§ **Passage**
..............................

Korean missionary nuns held in Nepal on conversion charges

Two Catholic nuns from South Korea have been detained in Nepal after they were arrested on charges of converting Hindus by coercion and allurement.

Sister Gemma Lucia Kim and Sister Martha Park Byongsuk of the Sisters of St. Paul of Chartres congregation were arrested on Sept. 14. They were kept in police custody until Sept. 27 when they were sent to the district prison after bail was denied.

As per Christian groups, the nuns ‘work’ among poor slum children in Pokhara, about 200 kilometers from capital Kathmandu. Bishop Paul Simick, the apostolic vicar of Nepal, said the Catholic community of the country is ‘shocked’ to hear about the verdict of the court rejecting the bail application.

Catching them young, or preaching to the 4/14 window i.e. to children in the developmental window between the ages of 4 and 14, is a know missionary tactic.

A church official, on condition of anonymity, told Catholic propaganda news outlet UCA News that initially the Church hierarchy thought of not publicizing the arrests as they thought “it could lead to Hindu fundamentalists and Nepal’s anti-Christian media exaggerating facts”.

“They will make their reports sound like the nuns were converting everyone in the guise of charity works,” he said. Another two Koreans — a lay Catholic and a Protestant pastor — have also been arrested and detained on similar charges, the source said.

The UCA News report goes on to play the time-tested persecution card used to whitewash Christian missionary work by claiming, “for decades, Christians have faced various levels of persecution in the Himalayan Hindu-majority nation.”

About 81 percent of Nepal’s estimated 29 million people are Hindu, while Buddhists account for 9 percent, Muslims 4.4 percent and Christians 1.4 percent, according to the 2011 census. There are about 10,000 Catholics in Nepal, church sources say. Protestants and Evangelical Christians are estimated to be 1.5 million, according to an official from Nepal Christian Society. However, the chairman of Federation of National Christian Nepal quoted in another UCA News article claims there are 3 million Christians in Nepal.

Such conflicting figures from the Christian conversion industry should not come as a surprise. They have mastered the art of speaking with different voices based on the audience and context, and the problem of crypto-Christianity is widespread in both Bharat and Nepal.

The World Database of Christians records Nepal’s Christian communities as one of the ‘fastest growing’ in the world. This means that Church planting groups and bigoted evangelists who degrade Hindu Dharma as ‘satan worship’ are eyeing Nepal as a fertile ground for soul harvesting. And wherever missionaries are having success in eradicating indigenous religions and cultures, they accuse governments in such regions even more shrilly of ‘persecution’ to create additional pressure in name of ‘religious freedom’ to allow for even more aggressive evangelism.

While Catholics and Protestants have their differences, when it comes to evangelism and ‘spreading God’s word’ they work in tandem. The Catholics are more than happy to use their reputation as education and healthcare providers to cover for the openly hate-spewing evangelical Protestants like Pentecostals etc.

Not surprisingly, UCA News reports that “Christian groups and rights watchdogs have reported ‘increasing hostility and persecution’ against Christians in Nepal in recent times.” B.P. Khanal, a Christian writer and politician in Nepal, told UCA News in September that at least nine Christian men and women including pastors were facing court cases in Nepal on conversion charges.

..............................

§ **Work to do**
Answer these questions from the article about the nuns held in Nepal:
1. On what date were the two nuns arrested?
2. About how far from Kathmandu is Pokhara?
3. What percentage of Nepal's people are Christians, according to the 2011 census?
The records aren't needed for this work.

§ **Recorded data**
..............................

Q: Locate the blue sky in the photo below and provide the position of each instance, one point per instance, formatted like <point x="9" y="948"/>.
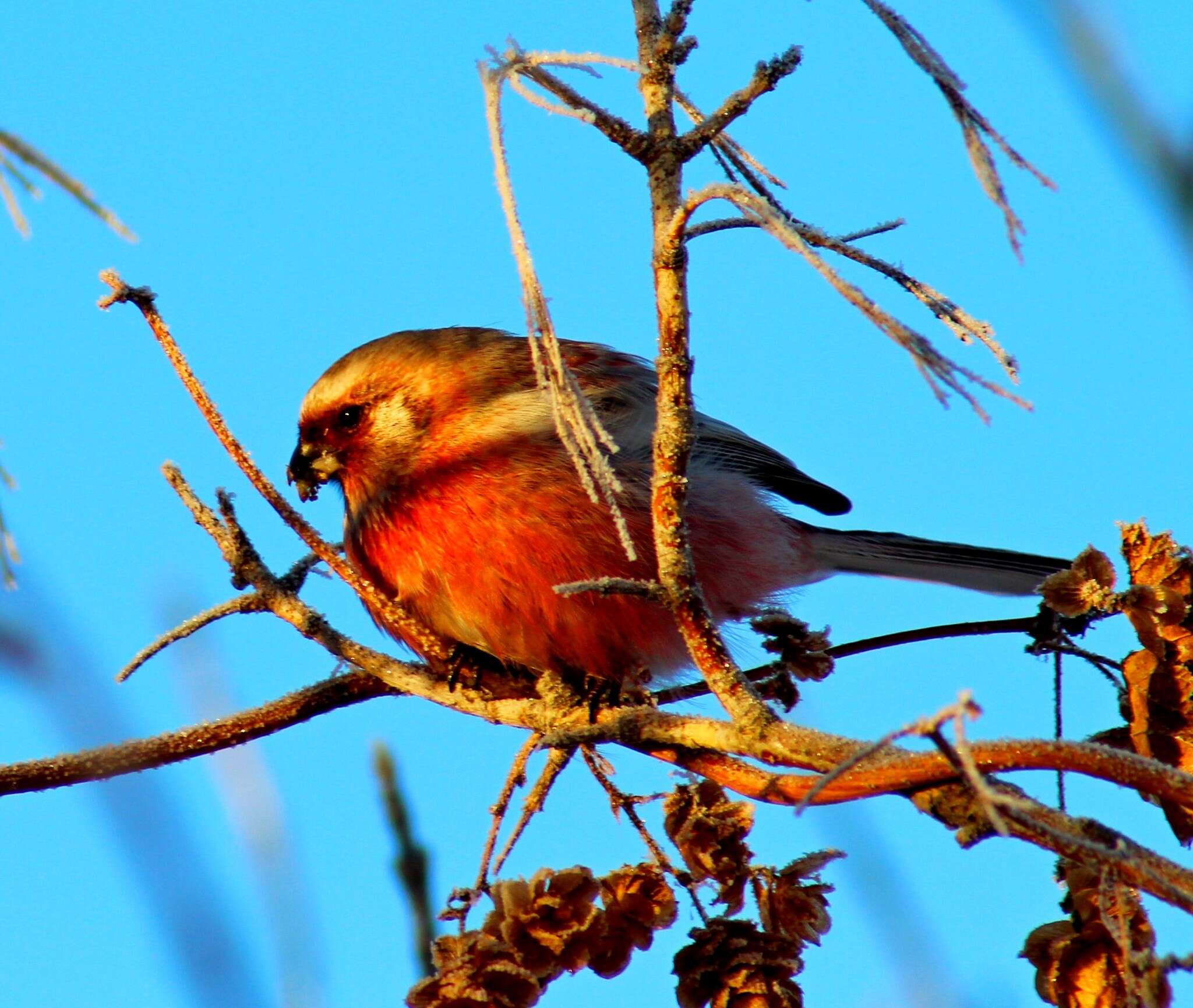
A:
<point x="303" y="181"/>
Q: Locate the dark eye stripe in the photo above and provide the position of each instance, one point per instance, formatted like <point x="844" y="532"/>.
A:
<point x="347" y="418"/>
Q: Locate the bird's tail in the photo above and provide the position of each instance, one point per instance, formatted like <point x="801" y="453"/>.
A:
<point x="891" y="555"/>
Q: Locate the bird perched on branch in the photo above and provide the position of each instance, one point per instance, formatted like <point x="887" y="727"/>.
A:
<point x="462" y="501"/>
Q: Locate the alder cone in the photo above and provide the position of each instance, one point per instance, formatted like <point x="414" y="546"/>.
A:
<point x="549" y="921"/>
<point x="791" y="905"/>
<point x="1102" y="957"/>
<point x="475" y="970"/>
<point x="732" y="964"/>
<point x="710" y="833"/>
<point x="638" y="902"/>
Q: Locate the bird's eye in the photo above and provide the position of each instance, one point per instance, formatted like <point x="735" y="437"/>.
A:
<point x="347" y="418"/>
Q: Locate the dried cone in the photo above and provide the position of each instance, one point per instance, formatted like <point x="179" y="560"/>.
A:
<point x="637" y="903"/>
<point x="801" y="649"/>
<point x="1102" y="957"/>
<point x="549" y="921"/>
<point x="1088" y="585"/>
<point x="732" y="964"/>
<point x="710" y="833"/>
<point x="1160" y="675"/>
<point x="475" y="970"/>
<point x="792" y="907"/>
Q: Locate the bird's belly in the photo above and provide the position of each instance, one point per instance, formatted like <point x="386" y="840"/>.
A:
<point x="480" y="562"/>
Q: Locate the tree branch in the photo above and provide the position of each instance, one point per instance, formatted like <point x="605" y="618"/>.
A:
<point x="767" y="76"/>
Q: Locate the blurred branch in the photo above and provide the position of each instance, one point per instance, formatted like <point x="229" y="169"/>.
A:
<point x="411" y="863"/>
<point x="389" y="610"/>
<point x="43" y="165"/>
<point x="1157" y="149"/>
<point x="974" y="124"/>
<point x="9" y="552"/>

..............................

§ **Answer to this task**
1. Sept. 14
2. About 200 kilometers
3. 1.4 percent